Find the line containing "If you could locate the white concrete" in the entries below. Reproduce that line and each one after it to the end, exactly, with no other lines.

(EXCERPTED RECORDS)

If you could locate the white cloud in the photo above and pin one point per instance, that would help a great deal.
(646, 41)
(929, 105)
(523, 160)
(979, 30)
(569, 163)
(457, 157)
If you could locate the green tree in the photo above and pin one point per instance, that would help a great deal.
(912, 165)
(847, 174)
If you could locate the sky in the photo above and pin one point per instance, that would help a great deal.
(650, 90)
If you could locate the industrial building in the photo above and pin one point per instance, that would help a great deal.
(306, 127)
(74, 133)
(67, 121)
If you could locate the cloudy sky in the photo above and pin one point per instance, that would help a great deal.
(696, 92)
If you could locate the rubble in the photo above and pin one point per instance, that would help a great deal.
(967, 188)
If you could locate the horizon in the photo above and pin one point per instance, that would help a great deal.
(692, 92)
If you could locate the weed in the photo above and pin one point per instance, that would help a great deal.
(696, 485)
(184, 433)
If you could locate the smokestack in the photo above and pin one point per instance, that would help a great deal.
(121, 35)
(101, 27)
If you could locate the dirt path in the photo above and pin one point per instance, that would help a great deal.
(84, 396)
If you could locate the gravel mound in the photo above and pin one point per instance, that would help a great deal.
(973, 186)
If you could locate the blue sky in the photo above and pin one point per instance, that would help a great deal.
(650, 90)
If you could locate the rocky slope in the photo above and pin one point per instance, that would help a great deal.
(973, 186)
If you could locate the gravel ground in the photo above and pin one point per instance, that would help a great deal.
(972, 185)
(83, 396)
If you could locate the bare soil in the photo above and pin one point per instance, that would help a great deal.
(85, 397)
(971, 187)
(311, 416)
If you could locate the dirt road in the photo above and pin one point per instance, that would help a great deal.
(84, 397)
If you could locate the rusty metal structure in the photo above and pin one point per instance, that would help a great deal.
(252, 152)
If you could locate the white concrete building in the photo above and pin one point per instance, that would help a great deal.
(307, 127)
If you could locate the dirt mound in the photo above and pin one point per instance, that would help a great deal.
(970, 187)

(End EXCERPTED RECORDS)

RESULT OF THE EXERCISE:
If you could locate the white concrete building in the photo above and pin one point per instance, that would help a great deal.
(307, 127)
If you could locate the dirt mound in the photo above and pin one point per instance, that would help a great deal.
(970, 187)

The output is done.